#### [Directions]
Output every record again so that it matches the original word for word.

── Supplied material

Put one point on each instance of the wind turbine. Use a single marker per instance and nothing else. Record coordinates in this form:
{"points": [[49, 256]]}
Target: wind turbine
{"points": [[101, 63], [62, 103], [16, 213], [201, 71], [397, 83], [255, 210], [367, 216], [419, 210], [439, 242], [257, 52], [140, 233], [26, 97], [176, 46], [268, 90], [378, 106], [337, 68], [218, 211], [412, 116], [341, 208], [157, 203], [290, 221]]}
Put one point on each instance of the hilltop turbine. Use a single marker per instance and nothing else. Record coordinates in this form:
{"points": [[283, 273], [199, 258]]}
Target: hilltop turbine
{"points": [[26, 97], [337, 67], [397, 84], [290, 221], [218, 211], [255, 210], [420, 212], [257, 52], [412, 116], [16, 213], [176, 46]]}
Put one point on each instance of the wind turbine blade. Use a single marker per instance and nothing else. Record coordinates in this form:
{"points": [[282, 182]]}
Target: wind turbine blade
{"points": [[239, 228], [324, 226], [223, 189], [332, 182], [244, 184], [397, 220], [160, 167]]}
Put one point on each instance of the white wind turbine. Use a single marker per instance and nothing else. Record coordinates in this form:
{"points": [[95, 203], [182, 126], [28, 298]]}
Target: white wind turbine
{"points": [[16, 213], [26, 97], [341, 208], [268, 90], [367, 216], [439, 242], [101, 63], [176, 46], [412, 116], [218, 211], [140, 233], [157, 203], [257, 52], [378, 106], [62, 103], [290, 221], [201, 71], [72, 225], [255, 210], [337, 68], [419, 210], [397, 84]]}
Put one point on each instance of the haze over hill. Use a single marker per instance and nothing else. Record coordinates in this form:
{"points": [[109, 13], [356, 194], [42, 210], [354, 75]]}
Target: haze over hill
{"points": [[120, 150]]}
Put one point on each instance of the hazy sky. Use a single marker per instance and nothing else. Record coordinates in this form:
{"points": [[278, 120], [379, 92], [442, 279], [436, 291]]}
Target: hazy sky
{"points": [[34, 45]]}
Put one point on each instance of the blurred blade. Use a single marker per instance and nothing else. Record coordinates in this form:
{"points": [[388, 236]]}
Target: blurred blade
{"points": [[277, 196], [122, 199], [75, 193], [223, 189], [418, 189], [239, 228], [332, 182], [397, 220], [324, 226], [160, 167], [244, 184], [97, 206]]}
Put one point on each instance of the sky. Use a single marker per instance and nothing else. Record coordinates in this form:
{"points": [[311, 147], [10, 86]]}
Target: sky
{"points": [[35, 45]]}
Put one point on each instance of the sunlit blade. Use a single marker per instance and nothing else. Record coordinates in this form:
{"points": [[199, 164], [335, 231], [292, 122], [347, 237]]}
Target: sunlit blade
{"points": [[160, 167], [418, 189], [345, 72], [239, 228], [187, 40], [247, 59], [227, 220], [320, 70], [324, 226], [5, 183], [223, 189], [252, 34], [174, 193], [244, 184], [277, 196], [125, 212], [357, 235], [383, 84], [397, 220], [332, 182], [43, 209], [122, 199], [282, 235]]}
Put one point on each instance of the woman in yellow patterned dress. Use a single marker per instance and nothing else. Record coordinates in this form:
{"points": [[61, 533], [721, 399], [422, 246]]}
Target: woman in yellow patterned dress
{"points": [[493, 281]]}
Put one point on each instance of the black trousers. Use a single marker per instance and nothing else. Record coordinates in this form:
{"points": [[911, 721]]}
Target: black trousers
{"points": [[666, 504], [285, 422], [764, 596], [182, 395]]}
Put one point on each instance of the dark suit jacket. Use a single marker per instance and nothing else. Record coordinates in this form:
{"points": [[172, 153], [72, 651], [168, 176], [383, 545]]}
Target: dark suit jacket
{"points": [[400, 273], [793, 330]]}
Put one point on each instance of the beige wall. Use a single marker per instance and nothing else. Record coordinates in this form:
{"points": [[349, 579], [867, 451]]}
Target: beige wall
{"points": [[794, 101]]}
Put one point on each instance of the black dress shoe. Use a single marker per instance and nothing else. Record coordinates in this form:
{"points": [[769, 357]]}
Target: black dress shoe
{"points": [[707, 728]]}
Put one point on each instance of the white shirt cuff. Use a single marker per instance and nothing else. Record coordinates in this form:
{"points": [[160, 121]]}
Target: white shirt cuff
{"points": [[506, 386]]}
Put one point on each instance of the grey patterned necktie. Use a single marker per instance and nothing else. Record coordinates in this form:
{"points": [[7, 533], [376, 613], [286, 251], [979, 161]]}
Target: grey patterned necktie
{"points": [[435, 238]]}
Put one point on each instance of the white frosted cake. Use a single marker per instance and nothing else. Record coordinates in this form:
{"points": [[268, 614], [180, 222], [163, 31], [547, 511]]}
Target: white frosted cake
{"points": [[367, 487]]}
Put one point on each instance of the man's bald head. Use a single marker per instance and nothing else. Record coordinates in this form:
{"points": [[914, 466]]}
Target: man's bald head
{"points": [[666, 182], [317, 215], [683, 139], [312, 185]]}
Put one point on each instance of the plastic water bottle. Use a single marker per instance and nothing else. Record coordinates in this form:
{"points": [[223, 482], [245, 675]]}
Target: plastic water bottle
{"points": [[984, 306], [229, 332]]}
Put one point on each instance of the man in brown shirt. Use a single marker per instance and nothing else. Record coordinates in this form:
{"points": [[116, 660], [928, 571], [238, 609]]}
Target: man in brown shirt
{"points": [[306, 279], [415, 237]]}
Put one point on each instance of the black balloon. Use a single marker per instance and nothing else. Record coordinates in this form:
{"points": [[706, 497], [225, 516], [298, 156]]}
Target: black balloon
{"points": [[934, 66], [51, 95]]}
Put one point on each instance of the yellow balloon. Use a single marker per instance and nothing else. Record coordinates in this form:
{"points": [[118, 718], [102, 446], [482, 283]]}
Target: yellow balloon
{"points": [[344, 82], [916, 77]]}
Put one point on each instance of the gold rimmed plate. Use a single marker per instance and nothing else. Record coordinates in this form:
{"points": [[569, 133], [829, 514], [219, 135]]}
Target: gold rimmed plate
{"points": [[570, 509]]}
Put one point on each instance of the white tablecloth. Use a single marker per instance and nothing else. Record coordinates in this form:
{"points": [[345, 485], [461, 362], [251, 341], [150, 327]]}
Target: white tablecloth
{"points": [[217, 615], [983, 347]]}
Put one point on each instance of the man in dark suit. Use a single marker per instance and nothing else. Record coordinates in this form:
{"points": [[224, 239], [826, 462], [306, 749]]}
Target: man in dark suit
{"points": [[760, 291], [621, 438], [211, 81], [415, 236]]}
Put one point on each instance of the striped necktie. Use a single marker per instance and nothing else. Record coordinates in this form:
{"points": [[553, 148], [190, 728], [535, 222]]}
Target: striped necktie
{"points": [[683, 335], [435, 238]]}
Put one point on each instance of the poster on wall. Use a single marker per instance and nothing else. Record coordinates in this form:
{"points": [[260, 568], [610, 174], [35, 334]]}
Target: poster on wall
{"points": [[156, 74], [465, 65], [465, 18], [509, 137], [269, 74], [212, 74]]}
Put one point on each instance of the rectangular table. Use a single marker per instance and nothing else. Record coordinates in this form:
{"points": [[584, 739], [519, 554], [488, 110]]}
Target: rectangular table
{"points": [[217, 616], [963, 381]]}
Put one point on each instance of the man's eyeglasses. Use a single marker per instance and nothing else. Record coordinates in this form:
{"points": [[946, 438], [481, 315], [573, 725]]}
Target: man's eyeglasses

────

#### [Your solution]
Put one point on each instance of the wind turbine. Use a single marker per instance and nothing else. Record coordinates in this form:
{"points": [[49, 256]]}
Target: wind turbine
{"points": [[101, 63], [62, 103], [16, 213], [201, 71], [397, 83], [255, 210], [367, 216], [419, 210], [439, 242], [257, 52], [140, 233], [26, 97], [176, 46], [268, 90], [378, 106], [337, 68], [218, 211], [412, 116], [341, 208], [157, 203], [290, 221]]}
Put one point on each instance of the hilltop turbine. Use a single marker per instance and nothing else. Record coordinates in this form:
{"points": [[283, 273], [199, 258]]}
Target: hilltop turbine
{"points": [[26, 97], [337, 67], [397, 84], [290, 221], [218, 211], [255, 210], [420, 212], [257, 52], [412, 116], [16, 213], [176, 46]]}
Put one point on each instance of the wind turbine blade. Use a single marker per instance and nothing else. Record coordinates in this form:
{"points": [[282, 182]]}
Target: wind turbine blade
{"points": [[239, 228], [324, 226], [223, 189], [332, 182], [244, 184], [397, 220], [160, 167]]}
Put one point on each instance of the white wind turbine. Use a single marker per instance and nothing else. Record coordinates in this form:
{"points": [[95, 203], [182, 126], [28, 298]]}
Target: white wind turbine
{"points": [[16, 213], [26, 97], [341, 208], [268, 90], [367, 216], [439, 242], [101, 63], [176, 46], [412, 116], [218, 211], [140, 233], [157, 203], [257, 52], [378, 106], [62, 103], [290, 221], [201, 71], [72, 225], [255, 210], [337, 68], [419, 210], [397, 84]]}
Put one point on each instance of the haze over hill. Use a single marker per instance and nothing else. Record coordinates in this form:
{"points": [[109, 13], [356, 194], [42, 210], [354, 75]]}
Target: haze over hill
{"points": [[120, 150]]}
Put one point on each instance of the hazy sky. Use a single marker per instance and nothing else. Record coordinates in this form:
{"points": [[278, 120], [379, 92], [442, 279], [436, 291]]}
Target: hazy sky
{"points": [[34, 45]]}
Put one point on each instance of the blurred blade. Use a single marker per instance and nothing else. Record coordinates in this form:
{"points": [[388, 236]]}
Target: blurred blade
{"points": [[277, 196], [122, 199], [75, 193], [223, 189], [418, 189], [239, 228], [332, 182], [397, 220], [324, 226], [160, 167], [244, 184], [97, 206]]}
Put one point on each instance of the sky. Use a single marker per instance and nothing else. Record coordinates in this form:
{"points": [[311, 147], [10, 86]]}
Target: sky
{"points": [[35, 45]]}
Put one point on each instance of the sunlit blade. Use a single marker per instance and nothing else. Record coordinates in this form:
{"points": [[199, 164], [335, 231], [292, 122], [347, 237]]}
Target: sunlit blade
{"points": [[160, 167], [418, 189], [345, 72], [239, 228], [187, 40], [247, 59], [227, 220], [320, 70], [324, 226], [5, 183], [223, 189], [252, 34], [174, 193], [244, 184], [277, 196], [125, 212], [357, 235], [383, 84], [397, 220], [332, 182], [43, 209], [122, 199], [282, 235]]}
Put one point on each instance of the woman in yellow patterned dress. Use a single marker per instance and nothing else. Record coordinates in this form:
{"points": [[61, 533], [721, 399], [422, 246]]}
Target: woman in yellow patterned dress
{"points": [[493, 281]]}
Put one point on each instance of the black trousers. Use a single marker per instance and nothing else. Record coordinates in this form:
{"points": [[911, 721]]}
Target: black trousers
{"points": [[666, 504], [285, 422], [764, 596], [182, 395]]}
Put one point on each instance of the dark suit jacket. Use a single marker per instance and nothing else. Record coordinates in this form:
{"points": [[172, 153], [72, 651], [168, 176], [383, 545]]}
Target: dark suit jacket
{"points": [[400, 273], [793, 330]]}
Put one point on each instance of the beige wall. Use a single marker per instance and nothing else. Record coordinates in this form:
{"points": [[349, 579], [867, 451]]}
Target: beige wall
{"points": [[794, 101]]}
Put one point on each instance of the black dress shoe. Use a single marker per instance and nothing else. Record coordinates in this form:
{"points": [[769, 357]]}
Target: black dress shoe
{"points": [[707, 728]]}
Put one point on each instance of the white shirt cuff. Use a single marker per instance and nothing else. Record coordinates in this form:
{"points": [[160, 121]]}
Target: white shirt cuff
{"points": [[506, 386]]}
Put one point on each instance of the grey patterned necktie. Use a single marker per instance and nothing else. Record coordinates in this form:
{"points": [[7, 533], [376, 613], [286, 251], [979, 161]]}
Target: grey patterned necktie
{"points": [[435, 238]]}
Put one point on each instance of the white frosted cake. Use a single marker per instance and nothing else. Record coordinates in this form:
{"points": [[268, 614], [180, 222], [163, 31], [547, 511]]}
Target: white frosted cake
{"points": [[367, 487]]}
Put one point on each instance of the man's bald head. Use a single marker per instance and nothing else. Record coordinates in this form:
{"points": [[914, 466]]}
Target: man's bald head
{"points": [[666, 182], [317, 215], [683, 139], [312, 185]]}
Put one point on each instance of the plastic water bottle. Use a single marker per instance and nothing else. Record coordinates in this form:
{"points": [[223, 482], [245, 675]]}
Target: plastic water bottle
{"points": [[984, 306], [229, 332]]}
Put one point on each instance of the man in brown shirt. Use a single marker per instance and nothing else. Record coordinates in this form:
{"points": [[116, 660], [928, 571], [238, 609]]}
Target: man in brown shirt
{"points": [[306, 279], [415, 237]]}
Put one point on each instance of the black balloon. Use a single marker per instance and nothing else. Record coordinates in this form:
{"points": [[706, 497], [225, 516], [298, 156]]}
Target: black balloon
{"points": [[934, 66], [51, 95]]}
Put one point on each instance of the yellow balloon. Use a single marker per instance and nothing else. Record coordinates in this form:
{"points": [[118, 718], [102, 446], [482, 283]]}
Target: yellow balloon
{"points": [[344, 82], [916, 77]]}
Put one point on each instance of the gold rimmed plate. Use a single marker per instance and nothing else. Record coordinates in this form:
{"points": [[569, 133], [829, 514], [219, 135]]}
Target: gold rimmed plate
{"points": [[570, 509]]}
Put one point on each instance of the white tablecloth. Use a single marker per instance and nothing else. Record coordinates in this form:
{"points": [[345, 485], [461, 362], [251, 341], [150, 327]]}
Target: white tablecloth
{"points": [[217, 615], [983, 347]]}
Put one point on each instance of the man in dark suit. Use a single marker per instance and nothing else. Record coordinates in this form:
{"points": [[224, 239], [826, 462], [306, 749]]}
Target: man in dark suit
{"points": [[760, 291], [621, 438], [211, 81], [415, 236]]}
Put one point on each instance of the striped necktie. Use a single marker per instance and nothing else. Record coordinates in this form:
{"points": [[553, 148], [190, 728], [535, 222]]}
Target: striped necktie
{"points": [[683, 335], [435, 238]]}
Put one point on each instance of the poster on wall. Use a single marker per instance and nothing else. Record coordinates in this form:
{"points": [[260, 568], [610, 174], [35, 334]]}
Target: poster on wall
{"points": [[156, 74], [465, 65], [465, 18], [509, 137], [269, 74], [212, 74]]}
Put one point on each instance of the rectangular table. Use a single marker per instance and nothing else. Record coordinates in this form:
{"points": [[584, 739], [519, 554], [488, 110]]}
Target: rectangular table
{"points": [[217, 616], [963, 381]]}
Put one point on each instance of the man's eyeglasses. Use a single marker per instance and nothing else. Record coordinates in this form:
{"points": [[946, 438], [481, 315], [573, 725]]}
Target: man's eyeglasses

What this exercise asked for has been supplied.